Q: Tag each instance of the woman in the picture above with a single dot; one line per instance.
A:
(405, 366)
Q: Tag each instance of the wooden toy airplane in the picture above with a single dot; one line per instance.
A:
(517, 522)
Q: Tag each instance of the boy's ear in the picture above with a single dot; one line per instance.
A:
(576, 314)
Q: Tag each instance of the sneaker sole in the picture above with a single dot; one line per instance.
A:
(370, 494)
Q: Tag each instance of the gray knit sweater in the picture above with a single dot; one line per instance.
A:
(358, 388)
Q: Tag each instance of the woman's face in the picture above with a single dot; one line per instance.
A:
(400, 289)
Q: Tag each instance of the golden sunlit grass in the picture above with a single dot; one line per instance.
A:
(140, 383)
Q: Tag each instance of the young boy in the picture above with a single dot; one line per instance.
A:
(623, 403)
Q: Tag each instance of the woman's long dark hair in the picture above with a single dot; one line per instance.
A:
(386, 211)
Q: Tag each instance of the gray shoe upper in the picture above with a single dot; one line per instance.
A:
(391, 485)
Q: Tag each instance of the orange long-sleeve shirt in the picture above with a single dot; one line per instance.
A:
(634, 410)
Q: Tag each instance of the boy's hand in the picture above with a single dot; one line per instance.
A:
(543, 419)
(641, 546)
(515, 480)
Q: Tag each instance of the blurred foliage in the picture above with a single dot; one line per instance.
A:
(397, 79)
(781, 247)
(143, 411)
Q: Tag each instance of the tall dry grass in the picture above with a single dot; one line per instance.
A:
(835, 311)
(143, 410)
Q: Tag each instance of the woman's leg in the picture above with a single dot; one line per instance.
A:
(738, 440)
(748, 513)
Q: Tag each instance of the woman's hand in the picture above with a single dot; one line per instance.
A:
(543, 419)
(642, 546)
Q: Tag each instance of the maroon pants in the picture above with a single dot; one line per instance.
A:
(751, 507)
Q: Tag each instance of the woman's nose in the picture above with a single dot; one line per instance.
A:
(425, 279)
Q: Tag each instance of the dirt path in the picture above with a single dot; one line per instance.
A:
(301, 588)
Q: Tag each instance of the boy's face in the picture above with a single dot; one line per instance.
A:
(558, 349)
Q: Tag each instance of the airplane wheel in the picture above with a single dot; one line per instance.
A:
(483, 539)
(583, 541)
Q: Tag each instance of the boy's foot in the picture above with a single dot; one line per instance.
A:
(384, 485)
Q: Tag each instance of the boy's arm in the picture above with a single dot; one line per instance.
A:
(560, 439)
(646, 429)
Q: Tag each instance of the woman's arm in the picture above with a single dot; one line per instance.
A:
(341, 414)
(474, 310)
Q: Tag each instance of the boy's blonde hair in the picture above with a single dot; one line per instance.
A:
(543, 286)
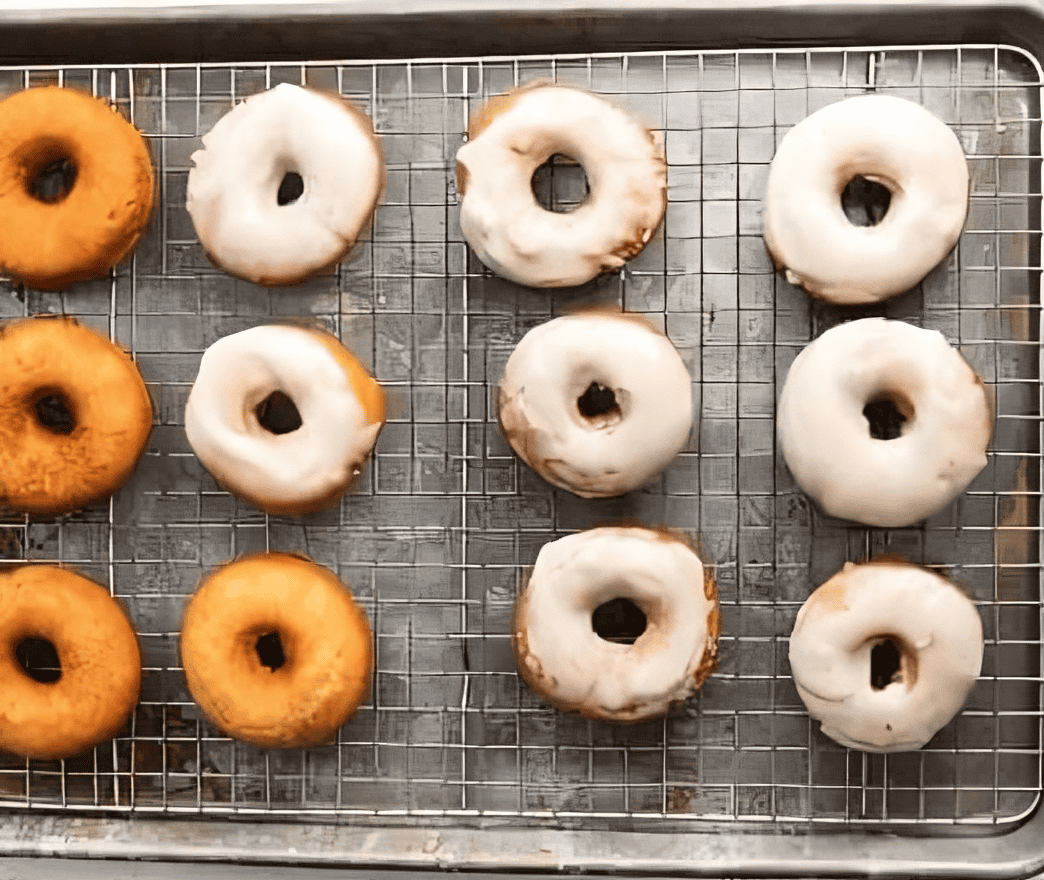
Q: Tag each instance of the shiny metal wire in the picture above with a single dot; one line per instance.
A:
(443, 524)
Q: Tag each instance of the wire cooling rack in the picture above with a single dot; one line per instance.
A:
(443, 524)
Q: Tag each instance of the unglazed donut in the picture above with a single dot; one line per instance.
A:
(568, 664)
(879, 703)
(250, 222)
(511, 137)
(885, 140)
(75, 187)
(75, 415)
(276, 650)
(596, 403)
(826, 436)
(307, 468)
(97, 651)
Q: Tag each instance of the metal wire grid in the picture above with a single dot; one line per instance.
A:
(442, 526)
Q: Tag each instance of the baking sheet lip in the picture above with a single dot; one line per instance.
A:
(366, 28)
(598, 852)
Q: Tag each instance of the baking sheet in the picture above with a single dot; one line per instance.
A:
(441, 528)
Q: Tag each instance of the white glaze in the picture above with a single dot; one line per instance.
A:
(236, 374)
(830, 655)
(891, 141)
(826, 440)
(596, 457)
(232, 189)
(576, 669)
(507, 228)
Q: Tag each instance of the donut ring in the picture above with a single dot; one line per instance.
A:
(511, 137)
(90, 229)
(47, 471)
(341, 410)
(97, 650)
(885, 140)
(325, 647)
(597, 403)
(234, 190)
(935, 636)
(826, 438)
(562, 658)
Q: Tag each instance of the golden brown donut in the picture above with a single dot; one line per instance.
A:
(49, 239)
(325, 645)
(97, 651)
(57, 457)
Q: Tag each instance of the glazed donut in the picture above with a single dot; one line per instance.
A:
(74, 415)
(97, 650)
(285, 184)
(884, 655)
(511, 137)
(826, 418)
(597, 403)
(276, 650)
(883, 140)
(564, 660)
(335, 413)
(75, 187)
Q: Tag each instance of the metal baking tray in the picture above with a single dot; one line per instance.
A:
(451, 762)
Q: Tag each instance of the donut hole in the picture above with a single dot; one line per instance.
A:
(598, 405)
(52, 181)
(864, 201)
(887, 415)
(39, 660)
(560, 185)
(54, 412)
(278, 414)
(891, 663)
(290, 188)
(269, 650)
(619, 620)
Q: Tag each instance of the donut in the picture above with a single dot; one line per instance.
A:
(882, 422)
(597, 403)
(884, 653)
(285, 184)
(283, 417)
(75, 187)
(511, 137)
(50, 612)
(75, 415)
(276, 651)
(870, 142)
(564, 660)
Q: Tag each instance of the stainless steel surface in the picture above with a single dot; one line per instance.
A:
(452, 762)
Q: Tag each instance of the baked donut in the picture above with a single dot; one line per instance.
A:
(303, 458)
(865, 140)
(74, 415)
(276, 650)
(99, 679)
(884, 655)
(75, 187)
(839, 412)
(565, 661)
(596, 402)
(511, 137)
(285, 184)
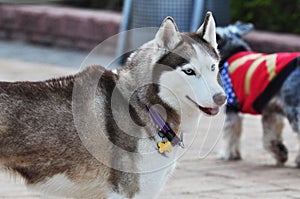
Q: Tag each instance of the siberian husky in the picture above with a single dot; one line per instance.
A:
(103, 134)
(257, 83)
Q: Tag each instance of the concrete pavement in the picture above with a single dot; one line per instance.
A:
(199, 173)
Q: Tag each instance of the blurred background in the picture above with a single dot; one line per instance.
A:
(42, 39)
(64, 32)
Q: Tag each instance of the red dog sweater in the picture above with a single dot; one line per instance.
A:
(251, 79)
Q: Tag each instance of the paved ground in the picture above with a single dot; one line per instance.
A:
(199, 173)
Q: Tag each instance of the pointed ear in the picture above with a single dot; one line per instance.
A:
(168, 35)
(208, 30)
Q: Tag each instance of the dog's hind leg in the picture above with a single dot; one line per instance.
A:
(290, 95)
(231, 136)
(272, 121)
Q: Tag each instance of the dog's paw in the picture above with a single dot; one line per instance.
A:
(280, 152)
(232, 156)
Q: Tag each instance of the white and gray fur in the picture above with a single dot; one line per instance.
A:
(40, 121)
(286, 103)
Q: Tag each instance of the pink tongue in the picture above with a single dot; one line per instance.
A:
(214, 111)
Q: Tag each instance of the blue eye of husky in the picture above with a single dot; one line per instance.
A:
(189, 72)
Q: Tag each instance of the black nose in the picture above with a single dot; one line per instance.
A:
(219, 98)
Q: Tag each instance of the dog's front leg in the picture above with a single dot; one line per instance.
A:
(231, 137)
(272, 122)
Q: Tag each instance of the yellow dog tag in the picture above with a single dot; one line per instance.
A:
(164, 146)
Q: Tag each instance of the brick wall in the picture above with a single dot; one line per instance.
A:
(59, 26)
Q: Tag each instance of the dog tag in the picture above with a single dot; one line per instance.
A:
(164, 147)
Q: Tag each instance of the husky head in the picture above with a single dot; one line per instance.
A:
(184, 66)
(230, 40)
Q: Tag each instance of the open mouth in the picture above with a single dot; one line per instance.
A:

####################

Report all lines of the material that contain the word "gray".

Q: Tag each instance of the gray knit sweater in the picture above with a single dot; one line per instance.
Q: Tag each instance of the gray shoe upper in the picture above with a single dot; one line per instance.
Q: Tag each instance of the white and gray fur in the picture above with a single dot; one line per instance.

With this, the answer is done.